TASK PROMPT:
Each entry needs to be restated exactly as written.

━━━━━━━━

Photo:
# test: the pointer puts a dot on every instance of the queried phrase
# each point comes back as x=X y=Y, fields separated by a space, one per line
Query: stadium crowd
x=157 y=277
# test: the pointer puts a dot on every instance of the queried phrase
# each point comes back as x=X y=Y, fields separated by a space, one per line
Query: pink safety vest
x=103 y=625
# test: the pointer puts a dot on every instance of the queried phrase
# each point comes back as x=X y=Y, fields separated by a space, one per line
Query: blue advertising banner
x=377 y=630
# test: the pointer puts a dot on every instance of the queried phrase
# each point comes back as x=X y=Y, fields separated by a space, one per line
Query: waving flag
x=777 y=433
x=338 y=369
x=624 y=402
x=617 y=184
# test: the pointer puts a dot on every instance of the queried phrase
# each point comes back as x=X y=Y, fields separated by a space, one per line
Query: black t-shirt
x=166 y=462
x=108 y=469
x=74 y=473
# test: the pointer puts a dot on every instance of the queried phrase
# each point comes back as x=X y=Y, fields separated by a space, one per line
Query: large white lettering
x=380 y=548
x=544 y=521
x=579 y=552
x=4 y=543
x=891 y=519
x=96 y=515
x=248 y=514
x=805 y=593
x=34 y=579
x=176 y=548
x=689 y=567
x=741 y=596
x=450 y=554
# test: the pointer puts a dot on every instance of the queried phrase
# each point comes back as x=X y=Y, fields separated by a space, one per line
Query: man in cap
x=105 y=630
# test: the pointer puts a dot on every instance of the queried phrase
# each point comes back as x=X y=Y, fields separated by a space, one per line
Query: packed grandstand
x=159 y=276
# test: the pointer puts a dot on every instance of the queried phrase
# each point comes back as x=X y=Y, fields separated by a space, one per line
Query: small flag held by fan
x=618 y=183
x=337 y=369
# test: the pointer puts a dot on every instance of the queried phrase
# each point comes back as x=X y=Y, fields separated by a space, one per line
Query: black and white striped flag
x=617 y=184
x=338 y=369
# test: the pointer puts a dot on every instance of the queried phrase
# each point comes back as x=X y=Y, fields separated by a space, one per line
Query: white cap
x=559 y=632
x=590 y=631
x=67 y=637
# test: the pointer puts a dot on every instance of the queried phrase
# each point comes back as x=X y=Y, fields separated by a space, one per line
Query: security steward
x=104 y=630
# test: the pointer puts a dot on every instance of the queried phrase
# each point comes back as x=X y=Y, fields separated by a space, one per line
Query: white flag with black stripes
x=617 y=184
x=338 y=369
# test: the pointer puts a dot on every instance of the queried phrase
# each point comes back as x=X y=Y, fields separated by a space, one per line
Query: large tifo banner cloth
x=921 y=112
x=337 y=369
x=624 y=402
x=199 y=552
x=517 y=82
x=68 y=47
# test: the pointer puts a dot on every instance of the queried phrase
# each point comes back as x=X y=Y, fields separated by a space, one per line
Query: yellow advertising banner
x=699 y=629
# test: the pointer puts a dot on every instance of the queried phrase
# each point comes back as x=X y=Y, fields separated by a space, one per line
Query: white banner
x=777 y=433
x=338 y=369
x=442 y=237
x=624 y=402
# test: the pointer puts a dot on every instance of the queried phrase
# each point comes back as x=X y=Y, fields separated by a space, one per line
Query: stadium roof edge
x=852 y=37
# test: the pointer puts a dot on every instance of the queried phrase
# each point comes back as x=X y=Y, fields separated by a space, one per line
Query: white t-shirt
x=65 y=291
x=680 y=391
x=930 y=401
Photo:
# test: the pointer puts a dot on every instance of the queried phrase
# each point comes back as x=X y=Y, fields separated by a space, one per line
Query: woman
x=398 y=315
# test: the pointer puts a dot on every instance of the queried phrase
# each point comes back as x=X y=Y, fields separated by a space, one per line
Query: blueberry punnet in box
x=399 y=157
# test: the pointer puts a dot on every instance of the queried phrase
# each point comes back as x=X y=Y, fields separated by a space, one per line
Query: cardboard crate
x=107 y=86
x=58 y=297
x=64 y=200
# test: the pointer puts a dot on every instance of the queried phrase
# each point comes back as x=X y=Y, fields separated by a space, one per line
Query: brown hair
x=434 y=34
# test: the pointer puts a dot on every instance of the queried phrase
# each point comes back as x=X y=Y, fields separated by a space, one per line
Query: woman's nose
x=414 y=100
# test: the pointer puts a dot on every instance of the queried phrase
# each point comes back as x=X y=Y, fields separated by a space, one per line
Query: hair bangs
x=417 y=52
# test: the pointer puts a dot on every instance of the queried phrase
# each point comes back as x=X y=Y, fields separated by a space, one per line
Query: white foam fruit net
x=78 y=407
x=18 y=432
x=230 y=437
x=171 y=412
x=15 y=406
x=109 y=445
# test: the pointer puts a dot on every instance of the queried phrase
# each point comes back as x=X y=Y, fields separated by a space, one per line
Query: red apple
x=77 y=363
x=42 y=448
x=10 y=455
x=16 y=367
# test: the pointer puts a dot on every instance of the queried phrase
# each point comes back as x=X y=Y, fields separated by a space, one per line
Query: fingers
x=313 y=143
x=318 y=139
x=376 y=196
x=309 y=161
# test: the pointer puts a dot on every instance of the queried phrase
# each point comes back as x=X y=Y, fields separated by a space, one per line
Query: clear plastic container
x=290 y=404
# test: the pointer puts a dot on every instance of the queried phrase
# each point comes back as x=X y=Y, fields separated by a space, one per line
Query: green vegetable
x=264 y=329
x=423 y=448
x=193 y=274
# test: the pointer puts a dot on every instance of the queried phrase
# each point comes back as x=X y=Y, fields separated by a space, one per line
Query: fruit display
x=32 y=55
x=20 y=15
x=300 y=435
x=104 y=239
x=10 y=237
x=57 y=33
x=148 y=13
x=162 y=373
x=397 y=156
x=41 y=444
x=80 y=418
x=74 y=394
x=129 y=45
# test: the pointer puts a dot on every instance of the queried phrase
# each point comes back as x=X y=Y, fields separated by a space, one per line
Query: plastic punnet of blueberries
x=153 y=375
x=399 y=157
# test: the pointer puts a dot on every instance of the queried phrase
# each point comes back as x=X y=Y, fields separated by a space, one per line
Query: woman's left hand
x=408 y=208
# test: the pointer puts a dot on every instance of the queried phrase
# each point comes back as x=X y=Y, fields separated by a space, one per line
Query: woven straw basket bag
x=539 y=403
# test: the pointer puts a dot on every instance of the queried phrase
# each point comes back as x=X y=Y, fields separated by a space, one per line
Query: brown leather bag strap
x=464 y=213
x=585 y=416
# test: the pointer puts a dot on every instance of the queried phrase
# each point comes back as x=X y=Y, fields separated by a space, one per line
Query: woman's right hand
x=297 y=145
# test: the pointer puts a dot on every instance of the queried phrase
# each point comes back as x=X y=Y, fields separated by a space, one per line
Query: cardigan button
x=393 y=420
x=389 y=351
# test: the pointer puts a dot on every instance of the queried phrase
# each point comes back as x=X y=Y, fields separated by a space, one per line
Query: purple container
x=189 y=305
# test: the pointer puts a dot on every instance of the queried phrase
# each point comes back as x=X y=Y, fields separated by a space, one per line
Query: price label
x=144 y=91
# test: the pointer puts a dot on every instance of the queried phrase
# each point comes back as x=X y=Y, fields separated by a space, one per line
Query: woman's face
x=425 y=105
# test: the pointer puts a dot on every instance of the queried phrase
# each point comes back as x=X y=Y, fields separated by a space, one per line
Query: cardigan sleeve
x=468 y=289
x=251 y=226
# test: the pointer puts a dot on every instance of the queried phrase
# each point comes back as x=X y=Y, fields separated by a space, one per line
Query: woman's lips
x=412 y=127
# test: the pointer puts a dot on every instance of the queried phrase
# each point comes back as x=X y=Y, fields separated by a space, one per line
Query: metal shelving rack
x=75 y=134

━━━━━━━━

FINAL ANSWER:
Photo:
# test: the pointer puts a dot on every instance of the queried phrase
# each point comes back as x=X y=Y, fields separated by a space, one per line
Query: stadium crowd
x=157 y=277
# test: the pointer puts a dot on every instance of the queried phrase
# each point comes back as x=X y=Y, fields separated by a space, one per line
Query: pink safety vest
x=103 y=625
# test: the pointer puts a dot on every instance of the queried phrase
# each point comes back as x=X y=Y, fields separated by a space, one per line
Query: blue advertising banner
x=377 y=630
# test: the pointer puts a dot on every instance of the queried phrase
# each point comes back as x=X y=Y, fields separated by a space, one per line
Query: waving flag
x=777 y=433
x=338 y=369
x=624 y=402
x=617 y=184
# test: the pointer puts a dot on every instance of the queried phrase
# each point comes back as x=X y=Y, fields separated by a space, one per line
Query: black t-shirt
x=166 y=462
x=108 y=469
x=74 y=473
# test: the pointer puts a dot on every instance of the queried phrase
# each point comes back as x=X y=Y, fields separated by a space, one per line
Query: large white lettering
x=380 y=548
x=544 y=521
x=579 y=552
x=4 y=543
x=891 y=519
x=96 y=515
x=248 y=514
x=805 y=593
x=34 y=579
x=176 y=548
x=689 y=567
x=741 y=596
x=450 y=554
# test: the pointer puts a dot on every instance of the queried phrase
# each point comes back as x=X y=Y, fields separated by a space, one per line
Query: man in cap
x=105 y=630
# test: the pointer puts a dot on every instance of the queried phrase
# each point comes back as x=X y=Y, fields separated by a space, one per line
Query: packed grandstand
x=159 y=276
# test: the pointer puts a dot on every instance of the queried phrase
# each point comes back as x=X y=Y, fields separated by a space, one per line
Query: small flag held by fan
x=618 y=183
x=337 y=369
# test: the pointer puts a dot on every instance of the queried phrase
# each point comes back as x=X y=Y, fields separated by a space, one per line
Query: black and white striped flag
x=617 y=184
x=338 y=369
# test: the pointer puts a dot on every instance of the queried phrase
# each point comes back as x=X y=Y, fields separated by a space, one per line
Query: white cap
x=559 y=632
x=590 y=631
x=67 y=637
# test: the pointer puts a dot on every instance of the queried phrase
# each point comes back as x=X y=Y, fields separated by a space, one per line
Query: security steward
x=104 y=630
# test: the pointer puts a dot on every instance of the queried phrase
# each point comes back as x=X y=Y, fields separated by a space, one per line
Query: white flag with black stripes
x=617 y=184
x=338 y=369
# test: the pointer puts a dot on every instance of the queried phrase
# each point comes back as x=X y=Y, fields separated by a space, one per line
Query: large tifo banner cloth
x=921 y=112
x=337 y=369
x=624 y=402
x=199 y=552
x=517 y=82
x=68 y=47
# test: the pointer puts a dot on every instance of the queried phrase
# each point comes back as x=X y=Y, fields separated by a space, one per line
Query: yellow advertising banner
x=699 y=629
# test: the pointer puts a dot on every instance of the queried phrase
# each point comes back as x=X y=Y, fields separated by a space, one per line
Query: white banner
x=777 y=433
x=338 y=369
x=442 y=237
x=624 y=402
# test: the pointer puts a dot on every instance of the queried phrase
# each point comes back as x=X y=Y, fields separated by a space, one per line
Query: stadium roof edge
x=852 y=37
# test: the pointer puts a dot on every instance of the queried phrase
# each point comes back as x=X y=Y, fields separated by a space, one per line
Query: white t-shirt
x=65 y=291
x=680 y=391
x=930 y=401
Photo:
# test: the pointer puts a dot on every instance of the queried phrase
# each point comes back as x=X y=Y, fields separated by a space, one per line
Query: woman
x=398 y=315
# test: the pointer puts a dot on every instance of the queried phrase
# each point comes back as x=X y=Y, fields separated by a space, one per line
Query: blueberry punnet in box
x=399 y=157
# test: the pointer puts a dot on every instance of the queried phrase
# each point comes back as x=X y=Y, fields separated by a space, one per line
Query: cardboard crate
x=107 y=86
x=58 y=297
x=64 y=200
# test: the pointer puts a dot on every instance of the queried phrase
# each point comes back as x=X y=Y, fields separated by a space, one per line
Query: brown hair
x=434 y=34
# test: the pointer puts a dot on every instance of the queried phrase
# each point comes back as x=X y=Y, fields separated by a space, one per line
Query: woman's nose
x=414 y=100
# test: the pointer puts a dot on every instance of the queried phrase
# each point comes back as x=X y=Y, fields separated by a space, one per line
Query: hair bangs
x=417 y=52
# test: the pointer puts a dot on every instance of the queried phrase
# each point comes back as x=X y=Y, fields separated by a space, one per line
Query: white foam fruit net
x=78 y=407
x=18 y=432
x=230 y=437
x=171 y=412
x=15 y=406
x=109 y=445
# test: the pointer puts a dot on every instance of the queried phrase
# each point comes back as x=X y=Y, fields separated by a space, one per line
Query: red apple
x=77 y=363
x=42 y=448
x=10 y=455
x=16 y=367
# test: the pointer puts a dot on every instance of the queried phrase
# each point comes back as x=X y=Y, fields separated by a space, one per line
Query: fingers
x=313 y=143
x=318 y=139
x=376 y=196
x=309 y=161
# test: the pointer puts a dot on every instance of the queried phrase
# each point comes back as x=X y=Y, fields separated by a space, one per line
Query: clear plastic container
x=290 y=404
# test: the pointer puts a dot on every instance of the queried phrase
# each point comes back as x=X y=Y, fields separated by a space, one per line
Query: green vegetable
x=264 y=329
x=423 y=448
x=193 y=274
# test: the pointer puts a dot on every instance of the queried phrase
# each point comes back as x=X y=Y, fields separated by a space, one per line
Query: fruit display
x=32 y=55
x=20 y=15
x=300 y=435
x=104 y=239
x=10 y=237
x=57 y=33
x=148 y=13
x=162 y=373
x=397 y=156
x=41 y=444
x=80 y=418
x=74 y=394
x=129 y=45
# test: the pointer puts a dot on every instance of the queried phrase
# each point comes back as x=X y=Y, fields separated by a space, one per line
Query: plastic punnet of blueberries
x=153 y=375
x=399 y=157
# test: the pointer puts a dot on every instance of the queried phrase
# each point comes back as x=X y=Y, fields separated by a space, one per line
Query: woman's left hand
x=408 y=208
# test: the pointer puts a dot on every instance of the queried phrase
# each point comes back as x=X y=Y, fields separated by a space, one per line
Query: woven straw basket bag
x=539 y=403
# test: the pointer puts a dot on every instance of the queried phrase
# each point comes back as x=X y=Y, fields separated by a space, one per line
Query: brown leather bag strap
x=464 y=213
x=585 y=416
# test: the pointer puts a dot on every instance of the queried phrase
# each point comes back as x=X y=Y, fields separated by a space, one per line
Query: woman's right hand
x=297 y=145
# test: the pointer puts a dot on every instance of the queried phrase
# each point comes back as x=X y=Y, fields separated by a space, one per line
Query: cardigan button
x=393 y=420
x=389 y=351
# test: the pointer puts a dot on every instance of the queried phrase
# each point comes back as x=X y=Y, fields separated by a space, one per line
Query: purple container
x=189 y=305
# test: the pointer puts a dot on every instance of the queried phrase
# each point comes back as x=X y=Y, fields separated by a space, one per line
Query: price label
x=144 y=91
# test: the pointer puts a dot on every instance of the queried phrase
# each point comes back as x=X y=Y, fields separated by a space, one per line
Query: woman's face
x=425 y=105
# test: the pointer puts a dot on every instance of the queried phrase
# each point comes back as x=X y=Y, fields separated by a space, one per line
Query: cardigan sleeve
x=468 y=289
x=251 y=226
# test: the pointer puts a dot on every instance of the queried phrase
# each point comes back as x=X y=Y, fields separated by a space, one per line
Query: woman's lips
x=412 y=127
# test: the pointer puts a dot on every instance of the queried phrase
# each point comes back as x=X y=Y, fields separated by a space, one per line
Query: metal shelving rack
x=75 y=134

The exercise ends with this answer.